__INSTRUCTIONS TO FOLLOW__
Can you copy every line of the listing below without changing a single character?

__RECORD SET__
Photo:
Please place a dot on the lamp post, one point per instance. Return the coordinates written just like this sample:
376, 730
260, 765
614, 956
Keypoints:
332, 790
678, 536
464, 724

__RESPONSE TO THIS EXERCISE__
Photo:
Please place a dot on the lamp post, one point per instance. Return the coordinates written just like this sample:
376, 730
260, 765
614, 956
Keypoints:
332, 790
678, 536
464, 724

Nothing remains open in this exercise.